(Texte du document):
——————————
Voir aussi: Danser avec les étoiles

 

 

 

Un choix moins difficile qu'il ne paraît

 

En respectant la prémisse absolue de la qualité du ciel au lieu de résidence de l'observateur (cf. page précédente), le "casse-tête chinois" du choix du télescope se réduit finalement à deux questions (1. télescope et 2. monture; voir questions en jaune).

Comme vous verrez, les réponses à la première question indiquent une tendance à privilégier la photo en ville (texte en rose), tandis que le visuel profite vraiment d'un ciel de campagne (texte en vert).

 

Première question:

Quelle taille (et quel type) de télescope ?

 

 

En ville

 

 

Photo

Car la caméra est tellement plus puissante que nos yeux, une lunette (réfracteur) de 80 mm* suffit pour faire de bonnes photos du ciel profond. Pour les planètes, les photographes préfèrent parfois un télescope un peu plus grand.

 

* à cause de la meilleure correction des couleurs, un ED-achromat ou un APO (= apo-chromat), non pas de simple a-chromat

Visuel

Pour l'observation du ciel profond (galaxies, nébuleuses), l'effet positif de "récolte de plus de lumière" d'un grand télescope (ex. un Dobson de 250 mm = 10 pouces) est en très grande partie annihilé par le ciel pollué. Un (très) grand télescope en ville n'est donc pas vraiment utile, sauf si l'on est prêt à régulièrement quitter la ville le soir après le travail ("en nomade"). Mais gare à la fatigue après le travail et à l'encombrement (escalier/voiture) lors du transport: "Le meilleur télescope est celui qu'on utilise le plus souvent".

 

Si l'on préfère une lunette en visuel (100 mm ?), on peut aussi choisir un (ED ou simple) a-chromat au lieu d'un apo-chromat (c'est moins cher et nos yeux s'adaptent facilement à un champ non entièrement plat). Tout dépend alors de la tolérance personnelle des couleurs résiduelles. (Les aberrations résiduelles de couleur ne sont cependant peu relevantes en ciel profond). Pour le couleurs, voir encore les images et le texte ci-dessous.

 

Pour les lunettes classiques (à f/d plus longues), il faut par contre penser à l'effet de levier et de déplacement du centre de gravité sur la monture (stabilité) qui sont dus à la simple longueur de l'instrument. le cas échéant, on doit donc s'agenouiller, même avec un renvoi coudé, si l'on veut observer au zénith, sauf si l'on dispose d'un trépied que l'on peut monter très haut (et qui reste encore stable; c'est rare).
——————————
Reproduisez à l'identique le passage du texte sur le choix d'un télescope, depuis « Pour les lunettes » jusqu'à « stable; c'est rare). » inclus.

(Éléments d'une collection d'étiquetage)
——————————
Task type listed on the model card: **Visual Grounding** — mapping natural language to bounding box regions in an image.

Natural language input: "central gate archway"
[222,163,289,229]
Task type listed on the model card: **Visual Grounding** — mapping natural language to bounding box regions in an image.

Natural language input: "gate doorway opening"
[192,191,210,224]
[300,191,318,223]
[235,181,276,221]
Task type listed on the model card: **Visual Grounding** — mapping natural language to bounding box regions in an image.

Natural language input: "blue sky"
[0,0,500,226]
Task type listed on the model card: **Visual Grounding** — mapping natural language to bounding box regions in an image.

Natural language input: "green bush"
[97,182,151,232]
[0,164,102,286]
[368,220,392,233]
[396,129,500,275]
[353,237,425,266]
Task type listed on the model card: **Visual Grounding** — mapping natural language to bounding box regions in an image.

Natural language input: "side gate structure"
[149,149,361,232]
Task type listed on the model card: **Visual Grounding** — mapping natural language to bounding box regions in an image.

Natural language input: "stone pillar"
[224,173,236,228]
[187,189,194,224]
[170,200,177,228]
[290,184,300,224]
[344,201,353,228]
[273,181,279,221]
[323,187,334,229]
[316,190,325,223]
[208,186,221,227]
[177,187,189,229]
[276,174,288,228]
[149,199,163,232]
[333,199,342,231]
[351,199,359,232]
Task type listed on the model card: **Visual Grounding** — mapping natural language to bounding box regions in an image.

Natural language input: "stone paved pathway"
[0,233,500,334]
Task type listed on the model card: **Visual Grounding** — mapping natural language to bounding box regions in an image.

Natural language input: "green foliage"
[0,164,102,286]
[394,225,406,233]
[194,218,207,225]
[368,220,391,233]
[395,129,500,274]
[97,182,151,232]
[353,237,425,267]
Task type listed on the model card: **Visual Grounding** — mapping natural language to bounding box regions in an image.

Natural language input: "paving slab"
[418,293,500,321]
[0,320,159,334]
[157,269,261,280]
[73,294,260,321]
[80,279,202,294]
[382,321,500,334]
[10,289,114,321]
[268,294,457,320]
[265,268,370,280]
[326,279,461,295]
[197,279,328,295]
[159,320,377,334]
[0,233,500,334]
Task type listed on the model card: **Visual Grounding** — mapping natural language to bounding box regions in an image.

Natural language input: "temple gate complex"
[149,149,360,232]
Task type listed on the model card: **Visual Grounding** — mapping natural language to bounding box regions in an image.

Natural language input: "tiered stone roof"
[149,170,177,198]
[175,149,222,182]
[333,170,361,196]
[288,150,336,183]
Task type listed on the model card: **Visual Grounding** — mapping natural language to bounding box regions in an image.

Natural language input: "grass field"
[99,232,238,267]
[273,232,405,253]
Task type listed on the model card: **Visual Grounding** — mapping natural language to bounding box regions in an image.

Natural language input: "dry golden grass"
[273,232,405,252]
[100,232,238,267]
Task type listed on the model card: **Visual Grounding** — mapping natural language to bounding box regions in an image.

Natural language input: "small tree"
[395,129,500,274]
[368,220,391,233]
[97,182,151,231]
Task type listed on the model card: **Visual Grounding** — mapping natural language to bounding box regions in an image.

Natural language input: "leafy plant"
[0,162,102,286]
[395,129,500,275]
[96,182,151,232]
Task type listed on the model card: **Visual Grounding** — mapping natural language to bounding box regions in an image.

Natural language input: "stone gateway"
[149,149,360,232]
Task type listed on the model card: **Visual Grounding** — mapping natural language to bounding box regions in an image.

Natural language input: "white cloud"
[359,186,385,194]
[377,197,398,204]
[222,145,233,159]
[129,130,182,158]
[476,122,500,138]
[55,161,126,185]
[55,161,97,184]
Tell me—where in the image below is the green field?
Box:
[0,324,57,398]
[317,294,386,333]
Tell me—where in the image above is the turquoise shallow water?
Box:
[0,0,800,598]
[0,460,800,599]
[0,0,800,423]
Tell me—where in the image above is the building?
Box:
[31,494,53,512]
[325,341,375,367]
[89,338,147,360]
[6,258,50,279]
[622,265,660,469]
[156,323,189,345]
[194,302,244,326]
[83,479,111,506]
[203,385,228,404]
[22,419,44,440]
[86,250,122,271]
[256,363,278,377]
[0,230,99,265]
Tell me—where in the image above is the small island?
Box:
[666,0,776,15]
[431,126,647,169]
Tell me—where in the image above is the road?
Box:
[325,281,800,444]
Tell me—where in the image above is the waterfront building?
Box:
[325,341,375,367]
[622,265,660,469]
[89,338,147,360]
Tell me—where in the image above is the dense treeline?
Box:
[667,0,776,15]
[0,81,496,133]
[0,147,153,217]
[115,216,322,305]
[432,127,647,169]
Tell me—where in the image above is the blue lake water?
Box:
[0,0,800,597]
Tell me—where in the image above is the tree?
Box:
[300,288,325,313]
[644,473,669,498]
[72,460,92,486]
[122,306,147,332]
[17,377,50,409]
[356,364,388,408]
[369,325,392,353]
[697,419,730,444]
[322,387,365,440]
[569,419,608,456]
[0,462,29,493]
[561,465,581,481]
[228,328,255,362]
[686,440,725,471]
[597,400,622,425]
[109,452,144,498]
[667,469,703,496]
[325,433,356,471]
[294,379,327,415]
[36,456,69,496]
——————————
(Réponse):
Pour les lunettes classiques (à f/d plus longues), il faut par contre penser à l'effet de levier et de déplacement du centre de gravité sur la monture (stabilité) qui sont dus à la simple longueur de l'instrument. le cas échéant, on doit donc s'agenouiller, même avec un renvoi coudé, si l'on veut observer au zénith, sauf si l'on dispose d'un trépied que l'on peut monter très haut (et qui reste encore stable; c'est rare).